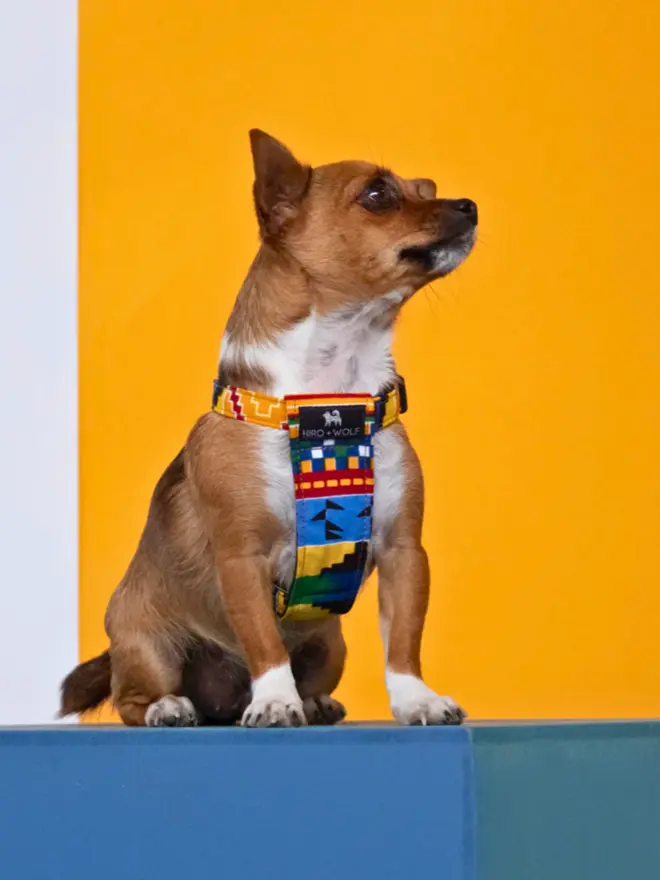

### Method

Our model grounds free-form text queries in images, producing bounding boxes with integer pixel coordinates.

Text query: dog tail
[58,651,111,718]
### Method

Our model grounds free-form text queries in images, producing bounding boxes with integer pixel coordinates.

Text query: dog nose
[451,199,478,226]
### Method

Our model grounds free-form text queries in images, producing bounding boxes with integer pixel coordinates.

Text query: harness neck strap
[212,376,408,435]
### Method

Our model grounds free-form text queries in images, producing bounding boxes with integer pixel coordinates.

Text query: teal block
[0,725,475,880]
[472,722,660,880]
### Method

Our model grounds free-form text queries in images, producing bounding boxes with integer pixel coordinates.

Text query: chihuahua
[61,130,477,727]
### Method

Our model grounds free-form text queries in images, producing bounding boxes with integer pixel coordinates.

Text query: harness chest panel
[275,396,375,619]
[213,380,405,620]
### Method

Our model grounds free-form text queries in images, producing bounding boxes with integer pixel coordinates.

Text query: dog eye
[358,177,399,213]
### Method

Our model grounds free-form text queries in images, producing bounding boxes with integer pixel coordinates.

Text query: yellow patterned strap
[213,378,407,431]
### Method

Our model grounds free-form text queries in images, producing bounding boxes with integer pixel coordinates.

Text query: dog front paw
[303,694,346,725]
[144,694,197,727]
[241,663,307,727]
[387,671,467,725]
[241,698,307,727]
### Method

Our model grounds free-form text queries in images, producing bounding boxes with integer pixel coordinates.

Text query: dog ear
[250,128,312,238]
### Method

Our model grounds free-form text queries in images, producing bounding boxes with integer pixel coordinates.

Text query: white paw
[241,663,307,727]
[144,694,197,727]
[385,669,467,725]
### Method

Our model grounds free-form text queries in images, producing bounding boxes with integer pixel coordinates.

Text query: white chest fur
[222,293,403,582]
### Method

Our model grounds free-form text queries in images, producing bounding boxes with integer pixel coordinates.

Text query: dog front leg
[374,425,465,724]
[378,543,465,724]
[218,555,306,727]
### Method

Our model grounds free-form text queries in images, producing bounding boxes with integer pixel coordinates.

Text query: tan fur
[63,132,469,725]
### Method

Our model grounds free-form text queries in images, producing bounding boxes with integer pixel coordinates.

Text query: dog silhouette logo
[323,409,341,428]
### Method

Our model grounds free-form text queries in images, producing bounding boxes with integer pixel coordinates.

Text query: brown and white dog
[61,130,477,727]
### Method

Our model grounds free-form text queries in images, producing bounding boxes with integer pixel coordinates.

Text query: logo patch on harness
[299,404,367,443]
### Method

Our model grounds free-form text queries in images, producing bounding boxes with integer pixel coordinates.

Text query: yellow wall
[80,0,660,718]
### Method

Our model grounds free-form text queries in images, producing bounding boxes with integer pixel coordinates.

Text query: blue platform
[0,723,660,880]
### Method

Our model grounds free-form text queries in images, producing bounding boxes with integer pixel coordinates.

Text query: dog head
[250,130,477,306]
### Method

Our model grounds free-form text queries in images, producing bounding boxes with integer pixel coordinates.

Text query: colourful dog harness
[213,379,407,620]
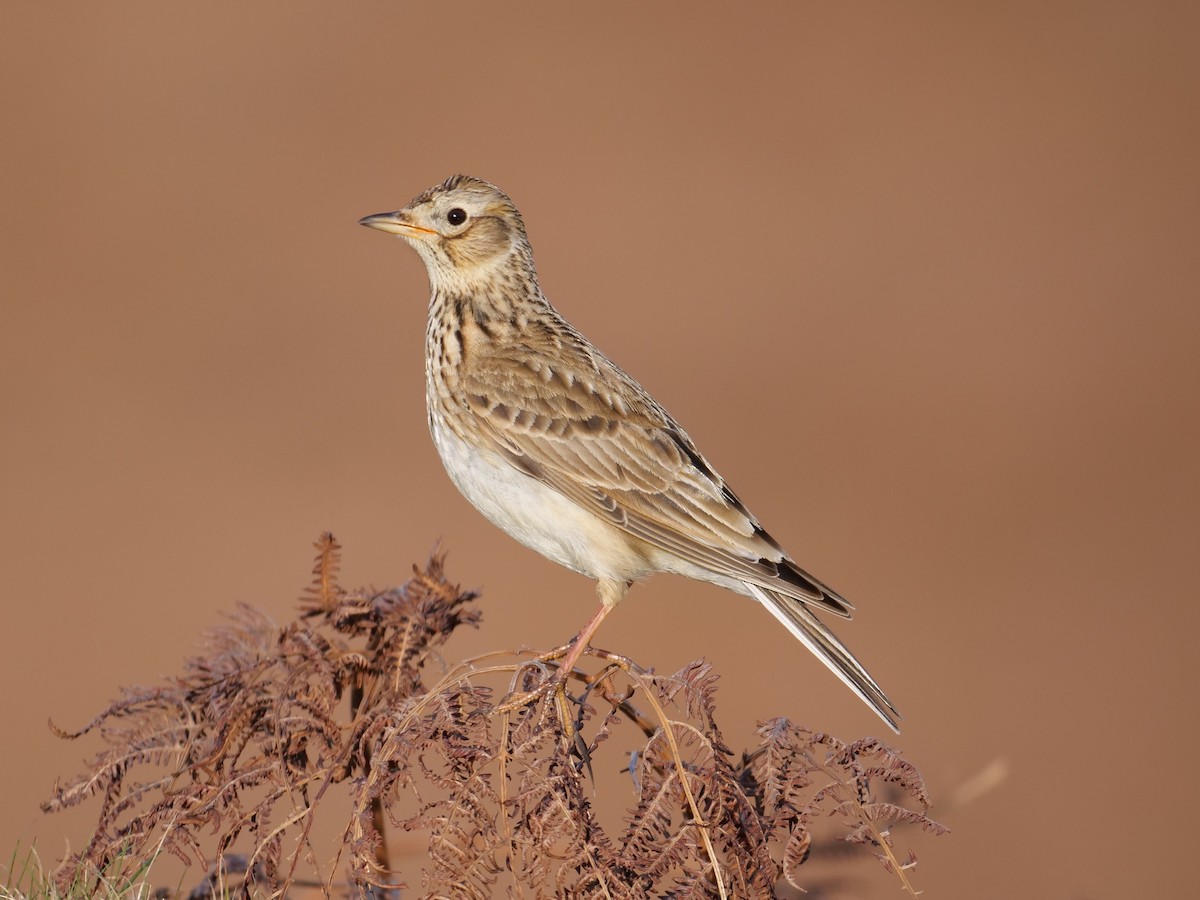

__________

Problem to work on: Pull out every line above that contains the word "yellow" and copy each one.

Complete answer:
Text query: yellow patterned strap
Text query: yellow wall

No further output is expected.